**Work to do:** Count the lines of the records below that contain the string "cabinet", with case taken into account, and state only that number.

[start of Entries shown]

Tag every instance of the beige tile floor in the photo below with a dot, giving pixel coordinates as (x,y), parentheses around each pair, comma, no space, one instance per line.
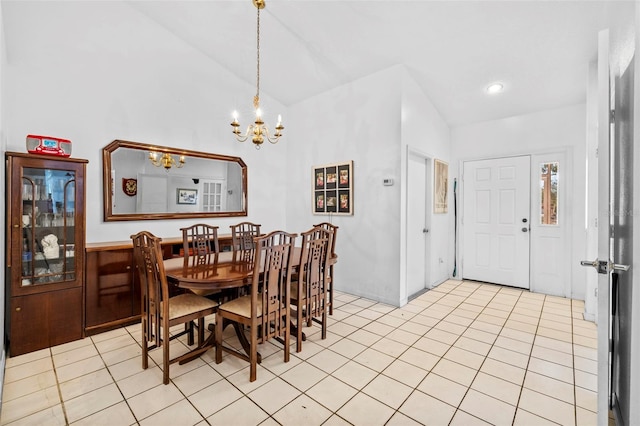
(463,353)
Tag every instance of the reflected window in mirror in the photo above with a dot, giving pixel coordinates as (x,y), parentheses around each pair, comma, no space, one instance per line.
(549,193)
(142,182)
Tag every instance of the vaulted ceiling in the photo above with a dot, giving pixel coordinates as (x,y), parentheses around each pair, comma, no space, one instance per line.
(539,50)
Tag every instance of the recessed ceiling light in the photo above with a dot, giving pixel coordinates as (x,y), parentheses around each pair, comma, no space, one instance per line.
(494,88)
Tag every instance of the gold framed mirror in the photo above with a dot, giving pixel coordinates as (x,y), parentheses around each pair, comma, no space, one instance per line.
(145,182)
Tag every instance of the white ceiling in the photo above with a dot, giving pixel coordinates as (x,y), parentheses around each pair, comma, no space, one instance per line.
(539,49)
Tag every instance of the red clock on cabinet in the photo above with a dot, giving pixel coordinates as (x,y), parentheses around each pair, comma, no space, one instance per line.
(48,145)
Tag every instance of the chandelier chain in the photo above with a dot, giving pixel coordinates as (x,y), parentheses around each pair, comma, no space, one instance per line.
(256,100)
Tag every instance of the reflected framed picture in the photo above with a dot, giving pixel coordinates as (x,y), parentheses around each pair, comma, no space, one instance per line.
(440,187)
(333,189)
(186,196)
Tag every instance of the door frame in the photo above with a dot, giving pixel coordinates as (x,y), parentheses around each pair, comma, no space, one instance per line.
(404,202)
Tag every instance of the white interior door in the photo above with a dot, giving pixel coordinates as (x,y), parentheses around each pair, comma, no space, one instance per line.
(496,220)
(417,224)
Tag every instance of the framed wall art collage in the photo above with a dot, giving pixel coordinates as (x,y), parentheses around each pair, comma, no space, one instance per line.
(333,189)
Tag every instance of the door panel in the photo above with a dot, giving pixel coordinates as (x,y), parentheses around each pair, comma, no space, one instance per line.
(417,239)
(622,244)
(496,196)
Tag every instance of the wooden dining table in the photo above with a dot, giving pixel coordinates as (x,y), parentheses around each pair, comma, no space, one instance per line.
(224,273)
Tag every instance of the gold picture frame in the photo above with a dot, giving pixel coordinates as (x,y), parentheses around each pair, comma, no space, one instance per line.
(440,187)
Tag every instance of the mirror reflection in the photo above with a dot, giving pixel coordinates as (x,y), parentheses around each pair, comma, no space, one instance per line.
(143,181)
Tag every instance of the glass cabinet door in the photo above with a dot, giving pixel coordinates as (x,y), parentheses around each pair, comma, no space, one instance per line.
(48,226)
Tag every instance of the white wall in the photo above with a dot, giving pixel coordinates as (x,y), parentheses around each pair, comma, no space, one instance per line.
(3,143)
(371,121)
(425,131)
(359,121)
(93,72)
(546,131)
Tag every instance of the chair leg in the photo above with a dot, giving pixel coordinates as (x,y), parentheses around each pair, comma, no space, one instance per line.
(299,329)
(145,346)
(200,331)
(188,326)
(165,355)
(324,323)
(330,290)
(287,339)
(253,355)
(218,332)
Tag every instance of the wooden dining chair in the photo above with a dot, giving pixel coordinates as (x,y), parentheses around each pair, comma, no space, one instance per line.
(242,239)
(200,244)
(160,312)
(266,310)
(200,247)
(309,290)
(332,251)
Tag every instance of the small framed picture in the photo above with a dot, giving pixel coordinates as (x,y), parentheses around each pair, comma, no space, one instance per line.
(319,178)
(333,189)
(187,196)
(319,202)
(441,187)
(332,201)
(332,177)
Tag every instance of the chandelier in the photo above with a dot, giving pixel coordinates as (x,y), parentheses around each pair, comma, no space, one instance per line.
(166,160)
(258,130)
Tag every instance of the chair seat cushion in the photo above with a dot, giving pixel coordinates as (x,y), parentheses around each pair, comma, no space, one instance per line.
(185,304)
(241,306)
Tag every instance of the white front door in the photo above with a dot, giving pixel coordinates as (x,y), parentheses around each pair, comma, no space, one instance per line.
(496,220)
(417,226)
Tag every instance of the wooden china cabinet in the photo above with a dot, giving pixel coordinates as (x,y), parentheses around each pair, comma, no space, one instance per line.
(45,239)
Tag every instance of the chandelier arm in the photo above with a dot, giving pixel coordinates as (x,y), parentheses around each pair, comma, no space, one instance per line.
(243,138)
(273,139)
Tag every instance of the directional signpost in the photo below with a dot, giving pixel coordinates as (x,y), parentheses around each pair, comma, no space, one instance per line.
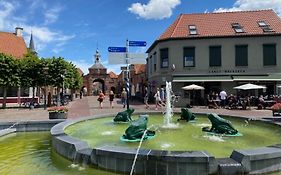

[end of Entries shown]

**Exercise answer:** 3